(Extract begins)

Sounds perfect Wahhhh, I don’t wanna

ETL - Pain/Gain and NoETL ?

When using ETL we might come across points like data duplication at the time of crash and restart. In this process we might loose data/may not load records to the system. ETL has flaws when trying to process a heavy set of data using ETL’s engine and database engine (might worse) the performance of the process. Loading - one good aspect to think of ETL’s are they are multi processors which can load the data in parallel but here we need to think on data duplication at time of crash etc..

No- ETL? sounds good. But how this would work on financial data - need to test on it.

ETL is sadness

When you build ETL pipelines you constantly have the fear of getting out of sync, missing a corner case, have a type incompatibility, etc. If you are extracting from a database, you need to really understand what the database is doing, in order to be in sync. Alternatively you always copy the whole database and this is not practical in the age of big data.

Accenture built the whole company around ETL and powered it with people. Modern infrastructure moves towards NoETL, the world where you can achieve a lot without storing your data in many copies inside independent systems.

It’s much better to use systems capable of achieving business objectives keeping data in once place, or using lambda architecture and push data into several locations, rather then extracting data from other systems.

What do I think when I hear NoETL?

by Marek Kolodziej, Sr. Research Engineer, Nitro, author, Machine Learning on Spark, Manning (2016)

(Extract ends)
(Dataset entries begins)

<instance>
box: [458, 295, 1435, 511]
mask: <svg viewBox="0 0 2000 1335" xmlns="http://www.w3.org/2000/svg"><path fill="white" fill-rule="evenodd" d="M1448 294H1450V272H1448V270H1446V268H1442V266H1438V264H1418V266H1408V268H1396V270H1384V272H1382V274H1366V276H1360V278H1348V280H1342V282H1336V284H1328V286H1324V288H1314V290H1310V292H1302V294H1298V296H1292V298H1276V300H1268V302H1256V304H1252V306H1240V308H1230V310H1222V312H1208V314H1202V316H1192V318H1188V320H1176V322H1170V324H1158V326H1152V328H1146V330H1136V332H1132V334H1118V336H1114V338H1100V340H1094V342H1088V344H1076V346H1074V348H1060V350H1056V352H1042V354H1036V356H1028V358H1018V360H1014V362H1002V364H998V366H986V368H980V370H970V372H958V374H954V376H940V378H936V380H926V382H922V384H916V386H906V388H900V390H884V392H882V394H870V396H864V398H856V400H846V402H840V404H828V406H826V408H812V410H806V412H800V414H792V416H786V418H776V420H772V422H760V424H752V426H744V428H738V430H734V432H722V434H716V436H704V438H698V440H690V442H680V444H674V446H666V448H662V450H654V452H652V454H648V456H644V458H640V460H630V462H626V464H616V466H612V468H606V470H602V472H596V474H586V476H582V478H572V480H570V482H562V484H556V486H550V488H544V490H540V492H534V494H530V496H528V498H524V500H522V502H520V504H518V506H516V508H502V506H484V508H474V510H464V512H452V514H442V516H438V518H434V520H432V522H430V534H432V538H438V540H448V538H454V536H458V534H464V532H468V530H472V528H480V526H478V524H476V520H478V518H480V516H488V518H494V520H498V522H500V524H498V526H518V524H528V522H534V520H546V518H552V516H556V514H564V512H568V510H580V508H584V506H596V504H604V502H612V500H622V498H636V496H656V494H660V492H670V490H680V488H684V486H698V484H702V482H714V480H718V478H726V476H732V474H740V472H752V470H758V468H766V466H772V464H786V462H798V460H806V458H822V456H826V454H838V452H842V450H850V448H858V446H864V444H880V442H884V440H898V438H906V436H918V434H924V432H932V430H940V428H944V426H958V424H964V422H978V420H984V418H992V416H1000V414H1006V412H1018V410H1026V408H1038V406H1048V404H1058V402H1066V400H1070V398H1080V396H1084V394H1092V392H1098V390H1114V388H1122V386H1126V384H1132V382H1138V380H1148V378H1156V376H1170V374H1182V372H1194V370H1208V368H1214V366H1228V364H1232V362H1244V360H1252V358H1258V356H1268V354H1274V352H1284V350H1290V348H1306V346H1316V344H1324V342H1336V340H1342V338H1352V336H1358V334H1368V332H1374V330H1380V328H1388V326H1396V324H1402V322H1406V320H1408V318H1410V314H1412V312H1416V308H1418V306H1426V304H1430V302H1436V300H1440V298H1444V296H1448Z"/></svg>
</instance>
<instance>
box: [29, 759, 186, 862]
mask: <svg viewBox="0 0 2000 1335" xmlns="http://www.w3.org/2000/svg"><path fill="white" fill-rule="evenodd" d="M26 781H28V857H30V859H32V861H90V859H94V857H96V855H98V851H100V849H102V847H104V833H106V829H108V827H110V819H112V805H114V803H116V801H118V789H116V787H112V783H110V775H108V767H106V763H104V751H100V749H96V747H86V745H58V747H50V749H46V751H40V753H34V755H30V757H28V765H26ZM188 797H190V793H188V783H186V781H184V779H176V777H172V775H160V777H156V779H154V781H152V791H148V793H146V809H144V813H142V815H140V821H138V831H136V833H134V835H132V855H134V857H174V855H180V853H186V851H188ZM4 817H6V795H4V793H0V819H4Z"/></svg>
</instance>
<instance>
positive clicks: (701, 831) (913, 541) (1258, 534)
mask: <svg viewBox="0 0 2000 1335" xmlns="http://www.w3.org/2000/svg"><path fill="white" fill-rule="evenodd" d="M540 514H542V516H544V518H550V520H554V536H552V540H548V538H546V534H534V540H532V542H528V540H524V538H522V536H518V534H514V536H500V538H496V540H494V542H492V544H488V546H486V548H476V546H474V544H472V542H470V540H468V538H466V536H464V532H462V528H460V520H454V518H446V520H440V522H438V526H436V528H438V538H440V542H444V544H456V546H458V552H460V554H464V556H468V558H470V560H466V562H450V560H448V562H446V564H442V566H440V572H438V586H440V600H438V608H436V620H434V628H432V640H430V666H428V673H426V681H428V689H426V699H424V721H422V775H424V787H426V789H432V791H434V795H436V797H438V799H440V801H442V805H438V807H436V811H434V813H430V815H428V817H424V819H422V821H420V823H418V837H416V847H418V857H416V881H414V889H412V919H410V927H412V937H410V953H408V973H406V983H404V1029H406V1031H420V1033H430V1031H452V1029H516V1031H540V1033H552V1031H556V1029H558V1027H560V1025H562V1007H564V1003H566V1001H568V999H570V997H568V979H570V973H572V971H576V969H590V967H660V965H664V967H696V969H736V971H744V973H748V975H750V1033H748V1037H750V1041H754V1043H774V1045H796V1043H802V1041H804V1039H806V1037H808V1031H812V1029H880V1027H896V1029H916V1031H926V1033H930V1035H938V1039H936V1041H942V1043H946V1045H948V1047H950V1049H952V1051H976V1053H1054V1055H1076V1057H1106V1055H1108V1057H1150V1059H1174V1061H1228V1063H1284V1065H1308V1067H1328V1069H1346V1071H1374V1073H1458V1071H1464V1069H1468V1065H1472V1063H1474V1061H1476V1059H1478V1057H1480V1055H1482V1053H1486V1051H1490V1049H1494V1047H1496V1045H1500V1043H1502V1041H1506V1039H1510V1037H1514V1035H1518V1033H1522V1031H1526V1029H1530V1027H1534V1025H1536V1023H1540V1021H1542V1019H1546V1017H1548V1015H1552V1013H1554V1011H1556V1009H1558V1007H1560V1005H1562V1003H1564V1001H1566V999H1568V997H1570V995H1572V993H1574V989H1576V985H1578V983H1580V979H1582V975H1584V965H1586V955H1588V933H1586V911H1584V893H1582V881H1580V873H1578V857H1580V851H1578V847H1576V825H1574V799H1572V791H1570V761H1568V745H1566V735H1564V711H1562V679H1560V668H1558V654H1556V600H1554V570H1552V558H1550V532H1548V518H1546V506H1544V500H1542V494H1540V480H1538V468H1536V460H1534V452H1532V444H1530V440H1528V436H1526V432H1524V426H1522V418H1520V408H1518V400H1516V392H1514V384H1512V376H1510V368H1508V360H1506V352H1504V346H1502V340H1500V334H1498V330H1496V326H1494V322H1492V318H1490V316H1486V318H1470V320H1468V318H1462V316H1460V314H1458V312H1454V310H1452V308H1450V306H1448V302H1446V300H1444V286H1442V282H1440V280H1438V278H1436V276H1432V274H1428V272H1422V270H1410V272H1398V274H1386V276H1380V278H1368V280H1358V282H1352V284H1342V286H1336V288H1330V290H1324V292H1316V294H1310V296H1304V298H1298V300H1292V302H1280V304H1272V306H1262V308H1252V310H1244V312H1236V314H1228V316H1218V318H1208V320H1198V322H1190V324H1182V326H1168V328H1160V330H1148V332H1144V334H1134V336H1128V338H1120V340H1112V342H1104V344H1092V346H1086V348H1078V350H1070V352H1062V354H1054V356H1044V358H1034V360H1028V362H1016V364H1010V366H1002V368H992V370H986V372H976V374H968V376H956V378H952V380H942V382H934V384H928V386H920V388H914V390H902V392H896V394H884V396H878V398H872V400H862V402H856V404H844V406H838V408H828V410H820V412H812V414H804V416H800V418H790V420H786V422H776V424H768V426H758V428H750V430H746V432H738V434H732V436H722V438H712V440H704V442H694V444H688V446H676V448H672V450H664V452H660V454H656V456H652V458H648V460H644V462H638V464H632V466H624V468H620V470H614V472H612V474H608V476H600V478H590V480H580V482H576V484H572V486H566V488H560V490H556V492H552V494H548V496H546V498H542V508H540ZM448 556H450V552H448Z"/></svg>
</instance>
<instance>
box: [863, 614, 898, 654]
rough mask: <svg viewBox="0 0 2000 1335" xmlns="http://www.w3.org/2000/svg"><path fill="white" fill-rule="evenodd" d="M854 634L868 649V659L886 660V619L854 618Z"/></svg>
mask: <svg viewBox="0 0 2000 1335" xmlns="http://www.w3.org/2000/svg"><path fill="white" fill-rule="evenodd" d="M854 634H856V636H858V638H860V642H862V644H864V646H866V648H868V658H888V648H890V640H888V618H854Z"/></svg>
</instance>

(Dataset entries ends)

_What is expected_
Write out the part of the text on ETL between "ETL is sadness" and "I hear NoETL?", inclusive. The listing was taken from a separate source.

_Exercise result_
ETL is sadness

When you build ETL pipelines you constantly have the fear of getting out of sync, missing a corner case, have a type incompatibility, etc. If you are extracting from a database, you need to really understand what the database is doing, in order to be in sync. Alternatively you always copy the whole database and this is not practical in the age of big data.

Accenture built the whole company around ETL and powered it with people. Modern infrastructure moves towards NoETL, the world where you can achieve a lot without storing your data in many copies inside independent systems.

It’s much better to use systems capable of achieving business objectives keeping data in once place, or using lambda architecture and push data into several locations, rather then extracting data from other systems.

What do I think when I hear NoETL?